In the listing below, swap "silhouetted person" for "shadowed figure" and give every line again with nothing else changed, leaving out the pictures.
## BEGIN Supplied material
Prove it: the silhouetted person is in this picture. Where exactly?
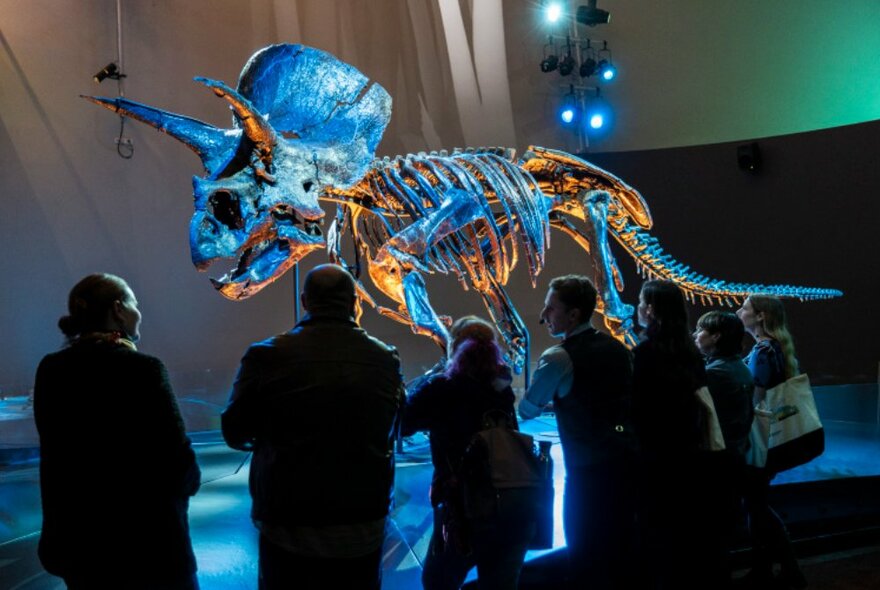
[519,275,636,589]
[222,264,404,590]
[34,274,200,590]
[633,280,712,589]
[736,295,807,588]
[694,311,755,585]
[403,316,535,590]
## END Supplied material
--- Task result ---
Prove it: the shadowed figure is in this picture. Where exactly?
[519,275,636,589]
[222,264,404,590]
[34,274,200,590]
[633,280,712,589]
[736,295,807,588]
[694,311,755,585]
[403,316,535,590]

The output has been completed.